> _Extracted text_:
WHAT IS THE PROBALITY OF A MOTHER HAVING A GIRL AFTER HAVING THREE BOYS IN A ROW.?
OR WHAT IS THE PROBABILTIY OF HAVING FOUR BOYS AFTER HAVING THREE BOYS IN A ROW.

Hi!!

The answer is quite simply for both cases: 50%

We can assume that the chances to have a boy or a girl are the same,
50%. Then GIVEN the fact that the family has three boys in a row, the
event "sex of new baby" is completely independent from the event "sex
of previous babies".
The problem is similar to toss a coin and, after getting three tails
you wonder which is the probability to get a head in the next toss.
Because each toss is independent from the other (the coin still have
two sides), the probability is 50%.

For further reading and references see the following pages:
"Chapter 6 - PROBABILITY ":
"However, one part of the traditional material is useful and easily
mastered.  It concerns successful repetitions of an event.  Suppose
there is a 50% chance of having a girl baby and a 50% chance of having
a boy.  The question is:  What happens to the 50% as we specify longer
and longer strings of girls born to the same mother?  Some students
have had enough instruction in probability to remember something about
chances remaining the same.  Partial memories will lead them astray if
they believe that the chances of two girls (and no boys) in a family
of 2 children are the same as the chances of one girl in a family of
one child.  There is something that remains the same and it is just
that initial 50%.  We get the probability of an event happening ?in a
row? by using the base probability, the 50%.  But whatever we do, we
clearly must arrive at smaller chances for more difficult or more
unlikely events.  It is harder to get two girls in a row, with no
intervention from boys, than to get a single girl at the beginning.

> _Data provided_:
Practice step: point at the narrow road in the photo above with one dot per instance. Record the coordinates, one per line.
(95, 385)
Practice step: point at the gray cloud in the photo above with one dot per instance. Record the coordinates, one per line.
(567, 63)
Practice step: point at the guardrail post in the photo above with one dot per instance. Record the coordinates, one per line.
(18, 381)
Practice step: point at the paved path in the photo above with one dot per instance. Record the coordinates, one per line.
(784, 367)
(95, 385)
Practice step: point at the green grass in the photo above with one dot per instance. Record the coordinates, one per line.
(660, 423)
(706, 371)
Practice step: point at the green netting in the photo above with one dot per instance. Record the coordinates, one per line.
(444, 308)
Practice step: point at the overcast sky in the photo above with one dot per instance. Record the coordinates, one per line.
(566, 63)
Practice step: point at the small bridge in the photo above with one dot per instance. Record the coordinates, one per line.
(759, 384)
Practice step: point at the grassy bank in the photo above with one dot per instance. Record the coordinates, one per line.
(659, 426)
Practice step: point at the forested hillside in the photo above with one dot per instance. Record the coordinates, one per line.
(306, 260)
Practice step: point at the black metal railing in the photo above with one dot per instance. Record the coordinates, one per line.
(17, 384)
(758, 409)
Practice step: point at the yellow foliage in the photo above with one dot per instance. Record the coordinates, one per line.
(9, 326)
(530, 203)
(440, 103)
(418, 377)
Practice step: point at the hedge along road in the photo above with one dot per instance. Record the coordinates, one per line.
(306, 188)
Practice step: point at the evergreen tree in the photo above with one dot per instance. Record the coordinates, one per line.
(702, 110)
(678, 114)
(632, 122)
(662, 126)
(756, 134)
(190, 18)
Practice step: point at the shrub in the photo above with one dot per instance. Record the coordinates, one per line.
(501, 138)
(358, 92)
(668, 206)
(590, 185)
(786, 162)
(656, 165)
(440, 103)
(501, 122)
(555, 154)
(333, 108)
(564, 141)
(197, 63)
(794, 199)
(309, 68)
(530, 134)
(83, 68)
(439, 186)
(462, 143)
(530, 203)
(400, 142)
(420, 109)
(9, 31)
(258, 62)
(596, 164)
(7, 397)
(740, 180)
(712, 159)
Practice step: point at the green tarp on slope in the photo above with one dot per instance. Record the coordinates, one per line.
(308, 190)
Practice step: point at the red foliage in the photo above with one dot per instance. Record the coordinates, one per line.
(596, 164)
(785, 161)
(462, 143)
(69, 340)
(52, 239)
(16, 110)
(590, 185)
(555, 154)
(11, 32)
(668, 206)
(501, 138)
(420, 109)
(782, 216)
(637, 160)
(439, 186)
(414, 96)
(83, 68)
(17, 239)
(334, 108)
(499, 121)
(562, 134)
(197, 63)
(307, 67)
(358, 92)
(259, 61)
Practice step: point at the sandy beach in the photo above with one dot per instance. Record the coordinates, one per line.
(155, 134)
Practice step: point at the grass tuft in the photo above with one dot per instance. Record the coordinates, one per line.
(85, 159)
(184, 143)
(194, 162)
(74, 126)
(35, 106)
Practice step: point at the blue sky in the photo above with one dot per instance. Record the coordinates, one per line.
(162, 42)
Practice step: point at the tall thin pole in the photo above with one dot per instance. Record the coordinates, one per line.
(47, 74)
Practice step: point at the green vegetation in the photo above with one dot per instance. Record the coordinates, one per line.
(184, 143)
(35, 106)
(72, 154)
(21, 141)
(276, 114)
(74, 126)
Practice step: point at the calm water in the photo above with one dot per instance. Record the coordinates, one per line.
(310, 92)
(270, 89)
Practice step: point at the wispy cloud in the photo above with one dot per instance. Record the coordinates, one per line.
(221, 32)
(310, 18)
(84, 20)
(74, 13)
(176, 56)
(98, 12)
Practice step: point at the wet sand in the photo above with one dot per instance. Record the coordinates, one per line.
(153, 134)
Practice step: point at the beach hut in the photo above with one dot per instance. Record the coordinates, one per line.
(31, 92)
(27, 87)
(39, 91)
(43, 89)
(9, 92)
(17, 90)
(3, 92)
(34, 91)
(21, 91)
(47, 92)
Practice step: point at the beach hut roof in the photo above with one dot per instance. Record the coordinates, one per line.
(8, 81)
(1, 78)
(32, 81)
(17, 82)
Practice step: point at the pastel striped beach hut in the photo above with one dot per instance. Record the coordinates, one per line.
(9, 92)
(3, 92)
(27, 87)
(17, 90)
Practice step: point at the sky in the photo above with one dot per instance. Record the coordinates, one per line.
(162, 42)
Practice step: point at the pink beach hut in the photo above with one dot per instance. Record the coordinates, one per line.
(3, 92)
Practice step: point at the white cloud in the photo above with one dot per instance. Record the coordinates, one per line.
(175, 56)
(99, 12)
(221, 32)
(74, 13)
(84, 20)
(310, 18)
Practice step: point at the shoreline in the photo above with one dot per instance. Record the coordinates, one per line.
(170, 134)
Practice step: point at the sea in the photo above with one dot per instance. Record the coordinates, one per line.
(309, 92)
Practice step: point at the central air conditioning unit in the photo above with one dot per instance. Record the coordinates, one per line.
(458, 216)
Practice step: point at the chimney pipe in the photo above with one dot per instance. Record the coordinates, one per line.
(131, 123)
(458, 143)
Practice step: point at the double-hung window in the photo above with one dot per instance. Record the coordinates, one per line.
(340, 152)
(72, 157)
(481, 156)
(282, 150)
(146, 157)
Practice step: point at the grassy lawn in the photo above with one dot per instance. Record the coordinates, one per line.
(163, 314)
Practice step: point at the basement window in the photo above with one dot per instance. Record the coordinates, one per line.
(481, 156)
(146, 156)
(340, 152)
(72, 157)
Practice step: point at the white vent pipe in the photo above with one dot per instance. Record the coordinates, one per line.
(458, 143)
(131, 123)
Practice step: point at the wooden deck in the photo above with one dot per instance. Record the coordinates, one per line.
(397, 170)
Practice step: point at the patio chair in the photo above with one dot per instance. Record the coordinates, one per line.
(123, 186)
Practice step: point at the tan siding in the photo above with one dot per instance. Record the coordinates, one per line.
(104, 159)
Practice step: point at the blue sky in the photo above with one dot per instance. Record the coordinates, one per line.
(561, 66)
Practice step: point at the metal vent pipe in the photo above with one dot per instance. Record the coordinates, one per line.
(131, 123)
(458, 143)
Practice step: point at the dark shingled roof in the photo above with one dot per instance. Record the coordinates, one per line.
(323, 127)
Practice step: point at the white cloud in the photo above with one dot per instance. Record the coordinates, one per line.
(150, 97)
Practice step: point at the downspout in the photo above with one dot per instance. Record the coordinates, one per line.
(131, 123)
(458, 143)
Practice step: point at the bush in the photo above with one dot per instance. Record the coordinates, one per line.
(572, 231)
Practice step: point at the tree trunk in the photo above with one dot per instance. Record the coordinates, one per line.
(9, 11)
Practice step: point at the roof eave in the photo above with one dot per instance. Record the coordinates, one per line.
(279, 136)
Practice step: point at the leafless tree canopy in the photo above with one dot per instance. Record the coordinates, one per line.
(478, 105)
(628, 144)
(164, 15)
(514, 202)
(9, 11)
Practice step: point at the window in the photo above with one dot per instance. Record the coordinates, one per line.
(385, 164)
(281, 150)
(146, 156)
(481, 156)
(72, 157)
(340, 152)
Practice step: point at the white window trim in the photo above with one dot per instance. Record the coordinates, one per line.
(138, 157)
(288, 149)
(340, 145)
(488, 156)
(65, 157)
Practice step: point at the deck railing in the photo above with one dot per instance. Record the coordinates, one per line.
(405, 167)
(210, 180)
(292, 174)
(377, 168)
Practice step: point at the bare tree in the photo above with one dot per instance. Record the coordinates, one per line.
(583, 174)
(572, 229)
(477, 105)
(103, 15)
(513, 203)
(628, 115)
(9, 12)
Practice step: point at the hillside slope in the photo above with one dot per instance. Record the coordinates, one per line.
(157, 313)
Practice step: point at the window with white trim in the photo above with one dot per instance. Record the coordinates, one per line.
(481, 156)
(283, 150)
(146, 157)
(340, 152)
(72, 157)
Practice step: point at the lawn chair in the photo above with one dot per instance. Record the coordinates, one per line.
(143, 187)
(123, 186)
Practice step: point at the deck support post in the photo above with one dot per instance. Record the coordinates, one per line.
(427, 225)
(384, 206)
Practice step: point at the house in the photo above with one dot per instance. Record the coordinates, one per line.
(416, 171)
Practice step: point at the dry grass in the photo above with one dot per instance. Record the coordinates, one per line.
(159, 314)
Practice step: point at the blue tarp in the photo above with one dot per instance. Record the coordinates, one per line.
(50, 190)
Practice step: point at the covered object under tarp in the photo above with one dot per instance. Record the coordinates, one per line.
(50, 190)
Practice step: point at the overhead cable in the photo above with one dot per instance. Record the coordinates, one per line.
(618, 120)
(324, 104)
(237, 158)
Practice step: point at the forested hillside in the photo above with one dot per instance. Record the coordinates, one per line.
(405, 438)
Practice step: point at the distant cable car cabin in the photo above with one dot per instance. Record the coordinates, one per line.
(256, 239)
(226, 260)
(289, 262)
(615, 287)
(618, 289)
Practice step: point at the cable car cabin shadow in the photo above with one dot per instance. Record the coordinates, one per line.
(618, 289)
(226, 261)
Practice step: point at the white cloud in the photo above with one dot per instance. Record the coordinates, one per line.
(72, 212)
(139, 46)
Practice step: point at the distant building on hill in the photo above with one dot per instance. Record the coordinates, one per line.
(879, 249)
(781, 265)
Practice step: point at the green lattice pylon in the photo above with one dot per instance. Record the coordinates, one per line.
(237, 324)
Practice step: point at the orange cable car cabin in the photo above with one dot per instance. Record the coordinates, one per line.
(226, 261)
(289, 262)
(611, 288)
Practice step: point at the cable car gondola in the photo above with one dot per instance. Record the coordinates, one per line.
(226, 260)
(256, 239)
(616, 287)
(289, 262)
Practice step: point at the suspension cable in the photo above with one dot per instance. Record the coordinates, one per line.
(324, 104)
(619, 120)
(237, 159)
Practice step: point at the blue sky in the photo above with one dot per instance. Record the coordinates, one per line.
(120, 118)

> _Work to do_:
a: Answer these questions about the forum thread on birth probability:
(i) What probability does the reply give as the answer for both cases?
(ii) In the coin comparison, how many tails have come up before the next toss?
(iii) According to the quoted chapter passage, what is harder to get than a single girl at the beginning?
b: Reproduce everything in the records from the line containing "Practice step: point at the distant building" down through the end of the records, with no changes.

> _Task-by-task results_:
a:
(i) 50%
(ii) Three tails
(iii) Two girls in a row, with no intervention from boys

b:
Practice step: point at the distant building on hill in the photo above with one dot per instance. Record the coordinates, one per line.
(879, 249)
(781, 265)
Practice step: point at the green lattice pylon in the photo above with one dot per instance. Record the coordinates, one per line.
(237, 324)
Practice step: point at the orange cable car cabin in the photo above with one dot per instance. Record the coordinates, one per line.
(226, 261)
(289, 262)
(611, 288)
Practice step: point at the cable car gondola in the photo above with one dot per instance. Record the coordinates, one per line.
(226, 260)
(256, 239)
(616, 287)
(289, 262)
Practice step: point at the suspension cable in the photo above with one dot per instance. Record the coordinates, one per line.
(324, 104)
(619, 120)
(237, 159)
Practice step: point at the blue sky in the photo above with one dot per instance. Record the coordinates, one per line.
(120, 118)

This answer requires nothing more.